*PROBLEM REQUIREMENTS*. Each record should be written out exactly as given.

╭─ RECORDS FOR THIS EXERCISE

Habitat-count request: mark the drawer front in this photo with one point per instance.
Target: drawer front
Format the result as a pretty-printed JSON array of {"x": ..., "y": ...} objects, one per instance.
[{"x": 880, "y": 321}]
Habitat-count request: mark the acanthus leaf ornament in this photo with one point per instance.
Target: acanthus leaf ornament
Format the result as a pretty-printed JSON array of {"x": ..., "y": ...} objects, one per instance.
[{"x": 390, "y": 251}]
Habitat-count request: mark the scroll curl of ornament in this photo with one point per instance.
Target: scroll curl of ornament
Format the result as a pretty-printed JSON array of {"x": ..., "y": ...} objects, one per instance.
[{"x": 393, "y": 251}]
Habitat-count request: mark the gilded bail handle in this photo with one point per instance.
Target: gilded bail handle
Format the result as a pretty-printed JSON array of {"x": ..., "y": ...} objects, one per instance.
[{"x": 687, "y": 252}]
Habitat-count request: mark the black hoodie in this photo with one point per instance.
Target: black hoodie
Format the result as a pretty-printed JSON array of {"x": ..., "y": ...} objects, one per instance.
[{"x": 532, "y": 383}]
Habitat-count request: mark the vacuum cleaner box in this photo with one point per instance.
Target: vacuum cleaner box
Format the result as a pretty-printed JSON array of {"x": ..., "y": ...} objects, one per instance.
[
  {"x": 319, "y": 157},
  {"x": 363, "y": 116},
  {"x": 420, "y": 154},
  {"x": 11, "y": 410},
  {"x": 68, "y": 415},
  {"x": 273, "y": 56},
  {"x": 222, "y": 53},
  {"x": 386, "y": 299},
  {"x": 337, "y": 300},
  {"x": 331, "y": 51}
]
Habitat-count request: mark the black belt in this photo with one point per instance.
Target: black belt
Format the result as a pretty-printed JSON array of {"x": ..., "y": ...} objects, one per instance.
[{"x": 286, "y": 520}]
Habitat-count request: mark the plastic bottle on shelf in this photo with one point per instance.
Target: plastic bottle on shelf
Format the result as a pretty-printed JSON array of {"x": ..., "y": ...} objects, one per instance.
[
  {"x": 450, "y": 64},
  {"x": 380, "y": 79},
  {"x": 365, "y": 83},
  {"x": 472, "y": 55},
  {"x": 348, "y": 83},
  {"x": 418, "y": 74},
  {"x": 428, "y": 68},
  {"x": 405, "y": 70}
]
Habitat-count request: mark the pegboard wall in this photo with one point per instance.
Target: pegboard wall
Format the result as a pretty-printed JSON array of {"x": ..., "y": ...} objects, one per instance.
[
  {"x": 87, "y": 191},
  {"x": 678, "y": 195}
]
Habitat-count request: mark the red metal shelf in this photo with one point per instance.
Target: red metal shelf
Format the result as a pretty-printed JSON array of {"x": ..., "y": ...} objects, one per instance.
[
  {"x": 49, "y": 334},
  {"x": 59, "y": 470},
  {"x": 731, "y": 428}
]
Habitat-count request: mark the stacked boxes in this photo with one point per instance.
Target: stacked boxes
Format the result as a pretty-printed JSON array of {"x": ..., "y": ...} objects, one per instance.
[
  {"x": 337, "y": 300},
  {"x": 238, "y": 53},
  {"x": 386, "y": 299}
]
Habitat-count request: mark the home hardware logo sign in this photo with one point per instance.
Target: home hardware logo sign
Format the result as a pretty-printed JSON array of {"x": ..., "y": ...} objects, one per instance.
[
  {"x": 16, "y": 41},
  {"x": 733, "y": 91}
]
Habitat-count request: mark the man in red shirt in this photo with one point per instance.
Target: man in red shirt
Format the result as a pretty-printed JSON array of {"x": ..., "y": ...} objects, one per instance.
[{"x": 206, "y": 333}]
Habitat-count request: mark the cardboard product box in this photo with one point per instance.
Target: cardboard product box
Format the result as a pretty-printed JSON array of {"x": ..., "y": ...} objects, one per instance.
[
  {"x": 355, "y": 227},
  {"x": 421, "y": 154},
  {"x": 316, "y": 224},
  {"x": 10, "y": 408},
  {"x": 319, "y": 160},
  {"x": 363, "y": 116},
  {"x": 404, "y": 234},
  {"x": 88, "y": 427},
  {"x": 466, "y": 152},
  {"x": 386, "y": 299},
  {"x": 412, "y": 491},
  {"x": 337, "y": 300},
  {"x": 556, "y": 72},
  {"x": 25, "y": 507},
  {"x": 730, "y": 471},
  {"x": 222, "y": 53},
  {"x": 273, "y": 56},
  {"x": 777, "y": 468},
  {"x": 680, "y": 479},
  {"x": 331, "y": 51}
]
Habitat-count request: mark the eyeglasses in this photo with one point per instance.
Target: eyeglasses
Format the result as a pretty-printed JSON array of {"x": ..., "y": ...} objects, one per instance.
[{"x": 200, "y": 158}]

╰─

*EXPECTED OUTPUT*.
Habitat-count request: mark the drawer front in this photo with one point per instance.
Target: drawer front
Format the result as a pretty-printed JSON array of {"x": ..., "y": ...} objects, one per instance.
[{"x": 880, "y": 321}]
Habitat-count request: mark the acanthus leaf ornament in this photo with one point per instance.
Target: acanthus leaf ornament
Format the result as a pretty-printed JSON array of {"x": ..., "y": ...} objects, one per instance.
[{"x": 390, "y": 251}]
Habitat-count request: mark the scroll curl of ornament in this photo with one point per instance.
Target: scroll curl of ornament
Format the result as a pretty-printed JSON array of {"x": ..., "y": ...} objects, one per instance.
[{"x": 393, "y": 251}]
Habitat-count request: mark the gilded bail handle in this photo with one point per instance.
Target: gilded bail handle
Format the result as a pretty-printed JSON array of {"x": ..., "y": ...} objects, one per instance.
[{"x": 687, "y": 252}]
Habitat-count request: mark the black hoodie in this photo with one point per instance.
Target: black hoodie
Format the result as a pretty-printed JSON array of {"x": ..., "y": ...} objects, one per instance.
[{"x": 532, "y": 383}]
Habitat-count request: mark the vacuum cleaner box in this photo with one point per instance.
Target: vacuum cleaner box
Format the result as a pretty-printed JSON array of {"x": ..., "y": ...} objects, one per instance.
[
  {"x": 319, "y": 157},
  {"x": 363, "y": 116},
  {"x": 420, "y": 154},
  {"x": 11, "y": 410},
  {"x": 68, "y": 415},
  {"x": 273, "y": 56},
  {"x": 222, "y": 53},
  {"x": 386, "y": 299},
  {"x": 337, "y": 300},
  {"x": 331, "y": 51}
]
Habitat-count request: mark the black belt in this photo with one point per instance.
Target: black belt
Format the result as a pretty-printed JSON array of {"x": ..., "y": ...} objects, one per instance.
[{"x": 286, "y": 520}]
Habitat-count request: mark the plastic bottle on shelf in this photo with one point per instance.
Target: plastic bottle on shelf
Format the result as a pretty-printed JSON array of {"x": ..., "y": ...} objects, one per instance.
[
  {"x": 450, "y": 64},
  {"x": 380, "y": 79},
  {"x": 365, "y": 83},
  {"x": 472, "y": 55},
  {"x": 348, "y": 83},
  {"x": 418, "y": 74},
  {"x": 428, "y": 68},
  {"x": 405, "y": 70}
]
Habitat-count request: mark the pegboard wall in this photo with one point per instance.
Target: pegboard wall
Format the result as a pretty-printed JSON array of {"x": ..., "y": ...} objects, one per instance.
[
  {"x": 87, "y": 191},
  {"x": 678, "y": 195}
]
Habitat-count request: mark the red metal shelf in this photo with one point per instance.
Target: red metal shelf
Format the result as a pretty-printed JSON array of {"x": ..., "y": ...} objects, one per instance.
[
  {"x": 49, "y": 334},
  {"x": 59, "y": 470},
  {"x": 731, "y": 428}
]
Habitat-count request: mark the stacked boxes in this photo with one point per instance.
Target: stacked boxes
Format the result as a pretty-printed JSON array of {"x": ..., "y": ...} objects, one per instance.
[
  {"x": 337, "y": 300},
  {"x": 238, "y": 53},
  {"x": 386, "y": 299}
]
Habitat-count request: mark the home hardware logo sign in this photo with one point per instance.
Target: home hardware logo sign
Format the result as a pretty-printed JSON array of {"x": ..., "y": ...} objects, one per instance.
[
  {"x": 16, "y": 41},
  {"x": 733, "y": 91}
]
Habitat-count request: mark the man in red shirt in this photo with one point per instance.
Target: man in red shirt
Format the result as a pretty-printed JSON array of {"x": ..., "y": ...} objects, one per instance.
[{"x": 206, "y": 333}]
Habitat-count request: mark the cardboard product box in this photo with one point per instance.
Target: cardboard product box
Format the result as a pretty-printed JSON array of {"x": ..., "y": ...} objects, one per instance.
[
  {"x": 355, "y": 227},
  {"x": 421, "y": 154},
  {"x": 316, "y": 224},
  {"x": 10, "y": 408},
  {"x": 319, "y": 160},
  {"x": 363, "y": 116},
  {"x": 404, "y": 234},
  {"x": 88, "y": 427},
  {"x": 466, "y": 152},
  {"x": 386, "y": 299},
  {"x": 412, "y": 491},
  {"x": 337, "y": 300},
  {"x": 556, "y": 72},
  {"x": 25, "y": 507},
  {"x": 730, "y": 471},
  {"x": 222, "y": 53},
  {"x": 273, "y": 56},
  {"x": 777, "y": 468},
  {"x": 680, "y": 479},
  {"x": 331, "y": 51}
]
Habitat-count request: mark the eyeglasses in this photo with one point per instance.
Target: eyeglasses
Format the result as a pretty-printed JSON array of {"x": ..., "y": ...} objects, one per instance.
[{"x": 200, "y": 158}]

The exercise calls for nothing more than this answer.